### PROBLEM TO SOLVE
Please transcribe the entries below without changing a single character.

Extracted data entries:
════
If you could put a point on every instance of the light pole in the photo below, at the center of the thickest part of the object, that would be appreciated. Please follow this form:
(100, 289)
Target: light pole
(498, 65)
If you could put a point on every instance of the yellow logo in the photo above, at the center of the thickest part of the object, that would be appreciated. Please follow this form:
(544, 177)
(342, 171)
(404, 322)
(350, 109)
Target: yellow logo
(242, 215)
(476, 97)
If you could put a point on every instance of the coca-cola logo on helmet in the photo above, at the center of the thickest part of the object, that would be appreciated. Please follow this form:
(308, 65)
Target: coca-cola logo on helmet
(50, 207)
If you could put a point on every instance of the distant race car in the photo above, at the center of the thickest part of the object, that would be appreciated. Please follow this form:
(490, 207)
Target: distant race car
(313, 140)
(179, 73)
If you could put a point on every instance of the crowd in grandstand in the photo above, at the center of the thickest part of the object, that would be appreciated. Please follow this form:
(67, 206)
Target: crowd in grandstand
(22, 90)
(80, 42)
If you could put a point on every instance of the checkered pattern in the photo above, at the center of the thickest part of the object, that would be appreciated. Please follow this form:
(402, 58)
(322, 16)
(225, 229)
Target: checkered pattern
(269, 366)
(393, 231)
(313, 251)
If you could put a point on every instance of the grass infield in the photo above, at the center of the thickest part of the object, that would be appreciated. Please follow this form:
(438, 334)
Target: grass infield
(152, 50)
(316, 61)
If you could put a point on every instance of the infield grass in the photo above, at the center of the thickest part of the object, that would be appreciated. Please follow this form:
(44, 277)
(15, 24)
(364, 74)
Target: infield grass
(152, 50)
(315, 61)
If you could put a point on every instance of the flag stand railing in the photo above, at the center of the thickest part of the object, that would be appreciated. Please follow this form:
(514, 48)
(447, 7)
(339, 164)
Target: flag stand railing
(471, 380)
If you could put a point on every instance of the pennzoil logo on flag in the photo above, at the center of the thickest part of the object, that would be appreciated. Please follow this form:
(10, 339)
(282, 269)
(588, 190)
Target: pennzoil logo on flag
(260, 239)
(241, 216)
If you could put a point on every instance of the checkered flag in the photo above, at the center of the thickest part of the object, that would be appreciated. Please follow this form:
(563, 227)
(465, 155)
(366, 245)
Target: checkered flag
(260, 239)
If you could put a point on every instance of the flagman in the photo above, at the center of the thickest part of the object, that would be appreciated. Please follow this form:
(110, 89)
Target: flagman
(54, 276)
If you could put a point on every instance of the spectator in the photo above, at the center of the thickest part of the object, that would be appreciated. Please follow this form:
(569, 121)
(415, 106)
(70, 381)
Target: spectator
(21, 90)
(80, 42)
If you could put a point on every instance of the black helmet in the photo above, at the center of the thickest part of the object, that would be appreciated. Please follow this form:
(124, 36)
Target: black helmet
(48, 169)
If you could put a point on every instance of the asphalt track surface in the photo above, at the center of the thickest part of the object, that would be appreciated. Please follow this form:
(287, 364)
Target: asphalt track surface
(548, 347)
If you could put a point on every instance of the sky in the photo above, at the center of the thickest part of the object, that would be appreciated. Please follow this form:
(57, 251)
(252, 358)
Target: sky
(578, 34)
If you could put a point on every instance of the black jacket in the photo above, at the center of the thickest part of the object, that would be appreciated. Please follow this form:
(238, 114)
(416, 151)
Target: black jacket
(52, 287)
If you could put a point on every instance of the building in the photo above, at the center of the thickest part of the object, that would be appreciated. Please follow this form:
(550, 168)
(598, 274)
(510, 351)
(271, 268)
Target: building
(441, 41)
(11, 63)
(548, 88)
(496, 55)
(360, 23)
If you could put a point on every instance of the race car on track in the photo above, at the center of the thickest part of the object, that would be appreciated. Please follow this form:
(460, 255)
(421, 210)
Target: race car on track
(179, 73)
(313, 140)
════
### RESULT
If you could put a point on every instance of the light pole in the photo below, at the center of the thickest part of the object, that would be appreciated. Please follow this form:
(100, 289)
Target: light pole
(498, 65)
If you could put a point on every instance of the yellow logo in the photo above, at the center of the thickest part of the object, that would be appreciated. Please follow this form:
(544, 177)
(342, 171)
(404, 322)
(350, 109)
Target: yellow logo
(242, 215)
(476, 97)
If you could put a point on every instance of the coca-cola logo on helmet in the photo above, at the center of the thickest part of the object, that would be appreciated. Please follow this form:
(308, 65)
Target: coca-cola logo on helmet
(50, 207)
If you could put a point on every instance of the distant race car in the photo above, at the center of the thickest part of the object, that would be appreciated. Please follow this form:
(490, 207)
Target: distant race car
(313, 140)
(179, 73)
If you could put a point on every instance of the crowd in grandstand in the photo above, at the center of the thickest part of the object, that would be appreciated. Please follow this form:
(67, 206)
Target: crowd in grandstand
(22, 90)
(80, 42)
If you could put a point on every instance of the checkered pattern in the photo above, at the center of the thickest part of the object, that would be appreciated. Please follow this form:
(402, 58)
(322, 16)
(225, 229)
Target: checkered pattern
(269, 366)
(393, 231)
(313, 251)
If you could put a point on every instance of the grass infield in the photo above, at the center of the thickest part of the object, that would be appreciated. Please follow this form:
(438, 334)
Target: grass infield
(152, 50)
(316, 61)
If you could put a point on every instance of the infield grass in the photo above, at the center of the thickest part of the object, that would be appreciated. Please follow this form:
(44, 277)
(15, 24)
(364, 74)
Target: infield grass
(152, 50)
(315, 61)
If you could put a point on every instance of the flag stand railing in the photo above, at the center of the thickest part of the object, that would be appreciated. Please follow this form:
(514, 48)
(447, 7)
(339, 164)
Target: flag stand railing
(471, 380)
If you could put a point on every instance of the pennzoil logo on flag in the photo above, at the center of the thickest part of the object, that would be appreciated. Please follow this form:
(10, 339)
(282, 269)
(588, 190)
Target: pennzoil logo on flag
(260, 239)
(241, 216)
If you could put a point on every instance of the checkered flag in the photo above, at the center of the thickest part of the object, that would be appreciated. Please follow this form:
(563, 227)
(465, 155)
(366, 245)
Target: checkered flag
(260, 239)
If you could put a point on every instance of the flagman in the photo above, at the center of the thickest part of the object, that would be appreciated. Please follow this form:
(110, 89)
Target: flagman
(54, 276)
If you could put a point on every instance of the spectator in the photo above, at the center of the thickest part of the object, that would be appreciated. Please follow this form:
(569, 121)
(415, 106)
(70, 381)
Target: spectator
(21, 90)
(80, 42)
If you could put a point on every instance of the black helmet in the photo above, at the center of the thickest part of the object, that would be appreciated. Please follow this form:
(124, 36)
Target: black helmet
(48, 169)
If you could put a point on every instance of the asphalt track surface in the photo above, at the center of the thickest part of the object, that would be appreciated. Please follow this form:
(287, 364)
Target: asphalt track surface
(548, 347)
If you could put a point on every instance of the sky in the photo above, at the center of the thickest part of the object, that would be appreciated. Please follow this form:
(57, 251)
(252, 358)
Target: sky
(578, 34)
If you could put a point on every instance of the black jacket in the photo above, at the center of the thickest part of the object, that would be appreciated. Please follow this form:
(238, 114)
(416, 151)
Target: black jacket
(52, 287)
If you could put a point on every instance of the building in the photo above, at the center of the thickest part of the object, that would be appreciated. Please follow this form:
(550, 168)
(598, 274)
(510, 351)
(271, 268)
Target: building
(441, 41)
(11, 63)
(548, 88)
(496, 55)
(360, 23)
If you could put a point on every instance of the race car on track in the photo above, at the center of the thickest part of the object, that would be appreciated. Please follow this form:
(460, 255)
(421, 210)
Target: race car on track
(179, 73)
(313, 140)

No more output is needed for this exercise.